_EXERCISE TEXT_
# # # #

Buccaneer Rookie Club members (from left) Justin Smith, Jermaine Phillips, Ryan Nece and Travis Stephens entertained residents at the Laurel Center with their enthusiastic caroling
Nothing sets the holiday mood quite like a little Christmas caroling.
Imagine a warm bundle of neighborhood carolers, carrying candles to your door and spreading cheer from house to house. Or think of a small family knot at Grandma's house, gathering around to sing their favorite holiday songs.
Or picture this: a quartet of NFL football players putting on an impromptu Christmas concert at a local home for the elderly on their one day off from practice.
It may not have been your average group of carolers that entertained the residents at the Laurel Nursing & Rehabilitation Center on Tuesday, but it was certainly one of the most enthusiastic bunch of singers you're bound to run across. Throwing caution – and at times, melody – to the wind, the Tampa Bay Buccaneer foursome of LB Ryan Nece, S Jermaine Phillips, LB Justin Smith and RB Travis Stephens used their lungs to brighten the holiday season for an appreciative crowd of elderly citizens.
Nece, Phillips, Smith and Stephens are four members of the Buccaneers Rookie Club, which attends a variety of community events on Tuesdays throughout the football season. Rookie Club members engage in all sorts of activities with a variety of people throughout the community, but their caroling trip on Tuesday was one of the most noteworthy – well, maybe that's a bad choice of words – of the year.
While residents at the Laurel Center enjoyed lunch, the rookie quartet, which had dubbed itself 'The Young Bucs,' entered the center to a rousing cheer. They immediately began to perform a medley of Christmas tunes for their captive audience.
The Young Bucs began their performance with Jingle Bells and proceeded through a number of other Christmas favorites, before making their way to – of course – the 12 Days of Christmas. Lyric sheets were on hand for all the old classics, but the rookies showed their caroling inexperience early in that last lengthy tune, struggling to remember the gifts of the third day (three French hens, you know). Like all good carolers, however, they hit the right not at the right time, erupting loudly on the five golden rings.
By this time, the crowd was in good spirits, singing and clapping along to the somewhat off-key warbling of The Young Bucs. After their virtuoso performance, The Young Bucs spent time with the patients and staff members, signing autographs, discussing the upcoming holiday season and telling stories about holidays past.

# # # #

_INFORMATION SHOWN_
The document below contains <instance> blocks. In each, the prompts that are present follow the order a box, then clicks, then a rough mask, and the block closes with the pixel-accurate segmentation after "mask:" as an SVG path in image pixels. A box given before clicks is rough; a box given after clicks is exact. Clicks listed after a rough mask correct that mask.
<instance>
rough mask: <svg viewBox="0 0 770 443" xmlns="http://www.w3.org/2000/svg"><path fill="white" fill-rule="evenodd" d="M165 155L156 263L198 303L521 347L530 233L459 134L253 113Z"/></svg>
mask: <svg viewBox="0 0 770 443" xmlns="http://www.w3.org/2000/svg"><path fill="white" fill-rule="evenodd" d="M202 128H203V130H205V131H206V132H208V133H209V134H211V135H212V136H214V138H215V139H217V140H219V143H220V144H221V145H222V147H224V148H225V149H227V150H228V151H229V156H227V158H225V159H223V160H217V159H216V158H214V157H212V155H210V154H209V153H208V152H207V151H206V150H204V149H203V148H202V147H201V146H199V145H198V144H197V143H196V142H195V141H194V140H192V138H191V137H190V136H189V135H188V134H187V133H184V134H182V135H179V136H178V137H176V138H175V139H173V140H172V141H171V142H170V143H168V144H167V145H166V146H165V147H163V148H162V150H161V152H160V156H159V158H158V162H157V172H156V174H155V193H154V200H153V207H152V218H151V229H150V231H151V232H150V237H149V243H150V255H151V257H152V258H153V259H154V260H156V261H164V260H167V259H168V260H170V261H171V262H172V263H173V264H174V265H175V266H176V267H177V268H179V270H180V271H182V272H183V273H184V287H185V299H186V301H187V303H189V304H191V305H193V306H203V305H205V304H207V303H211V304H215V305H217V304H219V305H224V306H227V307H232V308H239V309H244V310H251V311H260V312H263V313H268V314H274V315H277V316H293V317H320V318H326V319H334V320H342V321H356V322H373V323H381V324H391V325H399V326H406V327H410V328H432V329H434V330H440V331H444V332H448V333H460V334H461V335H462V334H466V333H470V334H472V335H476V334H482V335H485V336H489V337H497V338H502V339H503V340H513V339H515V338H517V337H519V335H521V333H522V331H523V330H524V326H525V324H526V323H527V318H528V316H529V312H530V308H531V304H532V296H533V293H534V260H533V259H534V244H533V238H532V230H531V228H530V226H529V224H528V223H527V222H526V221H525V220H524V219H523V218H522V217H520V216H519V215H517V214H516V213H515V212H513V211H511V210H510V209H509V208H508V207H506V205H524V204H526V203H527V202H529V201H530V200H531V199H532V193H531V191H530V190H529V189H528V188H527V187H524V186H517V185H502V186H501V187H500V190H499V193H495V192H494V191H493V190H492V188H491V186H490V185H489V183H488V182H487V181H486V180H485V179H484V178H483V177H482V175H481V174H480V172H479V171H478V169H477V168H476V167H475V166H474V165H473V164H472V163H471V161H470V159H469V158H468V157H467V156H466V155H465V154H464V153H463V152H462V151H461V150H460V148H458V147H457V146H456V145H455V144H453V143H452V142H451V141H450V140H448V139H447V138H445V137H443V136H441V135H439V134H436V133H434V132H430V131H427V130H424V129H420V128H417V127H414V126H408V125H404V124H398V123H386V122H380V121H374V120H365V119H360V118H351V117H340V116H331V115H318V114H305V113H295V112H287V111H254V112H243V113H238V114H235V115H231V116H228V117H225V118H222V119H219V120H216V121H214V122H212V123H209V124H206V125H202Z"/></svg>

# # # #

_REQUIREMENT 1_
In the article about the Buccaneer rookies' caroling visit, what name had the four players given their group?
_REQUIREMENT 2_
Continue the article about the Buccaneer rookies' caroling visit from its last sentence.

_ANSWER BOX 1_
The Young Bucs

_ANSWER BOX 2_
"It's a lot of fun to come out here during the Christmas holiday and make people laugh and smile," said Smith. "Anything we can do is worth it."
Following a brief intermission, The Young Buc quartet headed over to the other wings of the facility where they entertained the other residents and helped make the Christmas season a little brighter, according to Scotty Scott, the director of Activities at the Laurels Nursing & Rehabilitation Center.
"Words can't express the excitement that they brought," said Scott. "When I look at some of the residents with tears in their eyes and smiles on their faces, it's wonderful. A lot of these residents don't have families and events like this really help make their Christmas."
The residents at the Laurel Center weren't the only ones to have their holidays brightened by the Buccaneers Rookie Club on Tuesday. With the help of Buccaneers FB Mike Alstott and TE Todd Yoder, the Rookie Club also helped put smiles on the faces of the children that are patients at All Children's Hospital.
At All Children's, the Buccaneers split into two groups and visited the children's rooms to distribute pennants, take Polaroid photos and sign autographs. It was an eventful day made eminently worthwhile by the radiant faces of the children as they received their surprise visitors.
"We're out here to out some smiles on some faces," said Alstott. "It's the holidays and it means a lot to be able to come out and spend some time with the kids. Hopefully, well give them a memory that will last."
Judging by the awestruck looks on the kids' faces, that's certain to happen.
"The kids may be a little shy right now," said Stephanie Hall of All Children's Hospital, "but believe me, they'll be talking about this for the next six months after today."